:: Listed entries ::
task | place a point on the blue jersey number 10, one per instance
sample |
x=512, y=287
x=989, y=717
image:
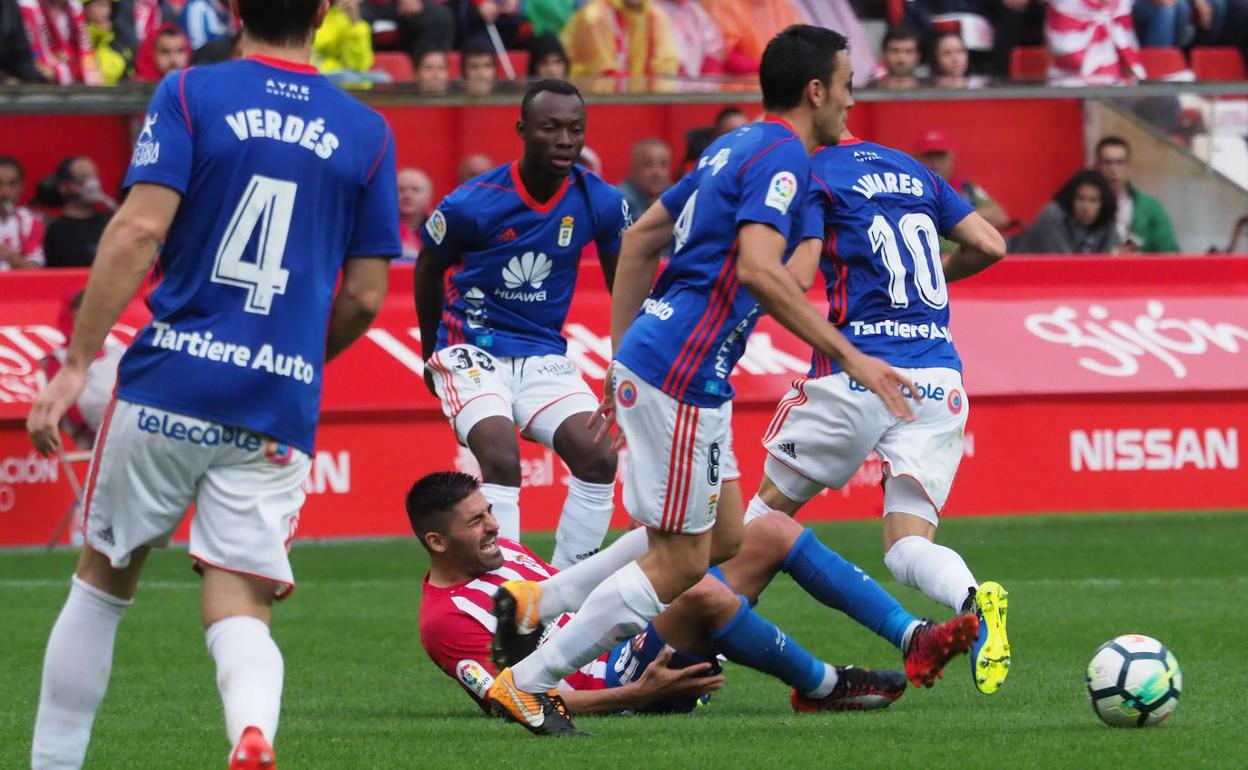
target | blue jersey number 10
x=267, y=205
x=922, y=242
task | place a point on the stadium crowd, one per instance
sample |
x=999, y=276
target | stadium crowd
x=949, y=44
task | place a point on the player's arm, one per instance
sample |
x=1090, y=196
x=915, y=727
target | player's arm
x=760, y=268
x=358, y=301
x=127, y=250
x=657, y=683
x=637, y=266
x=979, y=247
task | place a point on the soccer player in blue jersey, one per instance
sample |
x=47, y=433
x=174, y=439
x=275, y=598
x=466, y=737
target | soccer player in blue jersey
x=734, y=224
x=261, y=184
x=492, y=291
x=874, y=224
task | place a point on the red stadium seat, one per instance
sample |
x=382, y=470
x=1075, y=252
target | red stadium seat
x=1218, y=63
x=1162, y=63
x=397, y=64
x=1028, y=63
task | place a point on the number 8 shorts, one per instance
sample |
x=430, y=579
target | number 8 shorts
x=536, y=392
x=678, y=456
x=150, y=466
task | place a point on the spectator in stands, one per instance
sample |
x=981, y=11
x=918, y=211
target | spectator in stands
x=840, y=15
x=432, y=73
x=699, y=41
x=162, y=53
x=1092, y=44
x=547, y=58
x=1078, y=220
x=1141, y=222
x=936, y=151
x=473, y=166
x=111, y=56
x=205, y=21
x=649, y=175
x=900, y=58
x=424, y=25
x=342, y=48
x=950, y=64
x=16, y=60
x=748, y=25
x=479, y=69
x=620, y=38
x=59, y=41
x=414, y=201
x=71, y=238
x=21, y=231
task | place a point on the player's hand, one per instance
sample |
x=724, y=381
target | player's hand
x=660, y=683
x=885, y=382
x=428, y=378
x=45, y=416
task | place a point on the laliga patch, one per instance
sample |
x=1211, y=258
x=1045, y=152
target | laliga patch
x=780, y=191
x=955, y=401
x=627, y=393
x=437, y=226
x=474, y=677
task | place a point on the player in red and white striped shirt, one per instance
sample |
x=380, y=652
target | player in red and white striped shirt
x=468, y=563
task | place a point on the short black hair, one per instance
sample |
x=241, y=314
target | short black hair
x=548, y=86
x=8, y=160
x=1112, y=141
x=433, y=497
x=794, y=58
x=897, y=34
x=278, y=21
x=1065, y=196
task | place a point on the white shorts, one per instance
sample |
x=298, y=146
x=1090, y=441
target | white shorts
x=536, y=392
x=678, y=456
x=150, y=466
x=824, y=428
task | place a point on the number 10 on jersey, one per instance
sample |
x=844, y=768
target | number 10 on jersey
x=267, y=205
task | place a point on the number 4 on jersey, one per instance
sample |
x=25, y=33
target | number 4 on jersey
x=267, y=205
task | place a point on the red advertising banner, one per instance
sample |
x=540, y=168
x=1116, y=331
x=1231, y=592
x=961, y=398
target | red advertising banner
x=1096, y=383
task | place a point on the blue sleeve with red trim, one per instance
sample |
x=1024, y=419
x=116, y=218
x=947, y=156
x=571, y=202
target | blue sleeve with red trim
x=773, y=186
x=674, y=197
x=613, y=220
x=451, y=229
x=814, y=211
x=951, y=207
x=164, y=147
x=376, y=229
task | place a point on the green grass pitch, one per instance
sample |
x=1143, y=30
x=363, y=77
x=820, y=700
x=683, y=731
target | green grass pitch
x=361, y=693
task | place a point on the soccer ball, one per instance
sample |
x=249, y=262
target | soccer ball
x=1133, y=682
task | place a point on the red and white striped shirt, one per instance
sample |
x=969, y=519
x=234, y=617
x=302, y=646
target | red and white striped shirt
x=1092, y=43
x=23, y=232
x=457, y=624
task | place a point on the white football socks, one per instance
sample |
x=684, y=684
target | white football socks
x=506, y=504
x=587, y=514
x=939, y=572
x=248, y=674
x=620, y=607
x=76, y=669
x=567, y=590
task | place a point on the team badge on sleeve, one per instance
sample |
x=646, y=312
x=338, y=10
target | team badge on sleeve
x=474, y=677
x=781, y=191
x=437, y=226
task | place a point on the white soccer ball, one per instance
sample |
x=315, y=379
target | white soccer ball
x=1133, y=682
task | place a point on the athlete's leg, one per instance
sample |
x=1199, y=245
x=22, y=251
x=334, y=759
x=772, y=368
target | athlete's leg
x=79, y=658
x=236, y=614
x=497, y=449
x=587, y=511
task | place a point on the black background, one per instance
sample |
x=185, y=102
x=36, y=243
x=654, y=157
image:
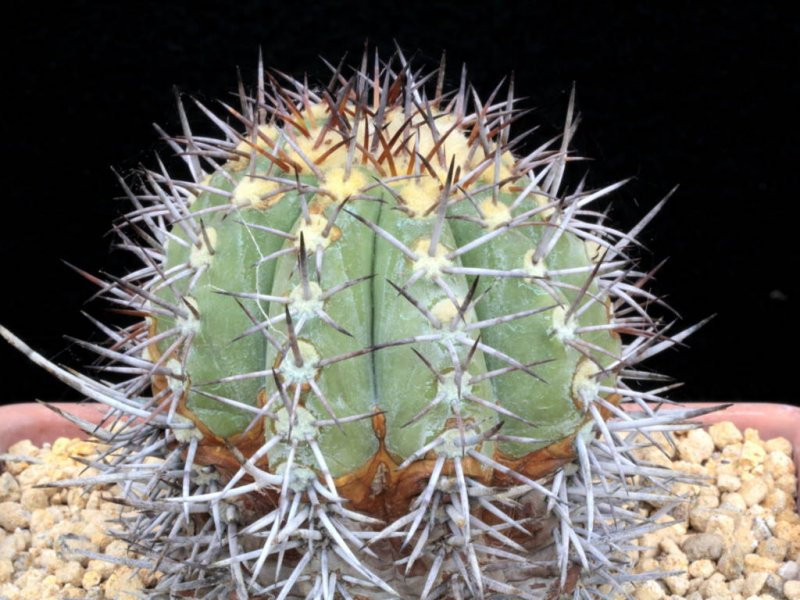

:: Job ::
Copy the records from the line containing "task | place a point on the white shorts, one" through the line containing "x=1096, y=383", requests included, and output only those lines. Multiply every answer coordinate by 1.7 and round to whole numbers, with halves rounded up, while keeping the sample coordinates unchanged.

:: Exercise answer ::
task | place a point on the white shorts, one per instance
sample |
x=298, y=146
x=1090, y=441
target | white shorts
x=911, y=666
x=1153, y=775
x=255, y=792
x=1401, y=728
task | place a point on the number 10 on jersey, one per instance
sample |
x=844, y=768
target | number 10 on jersey
x=454, y=349
task | place a point on the number 4 on jersey, one per instance
sample |
x=25, y=33
target | number 4 on jersey
x=454, y=349
task | place a point on the red advertising banner, one per instance
sample |
x=540, y=168
x=1116, y=331
x=1231, y=592
x=961, y=398
target | red advertising banner
x=1863, y=651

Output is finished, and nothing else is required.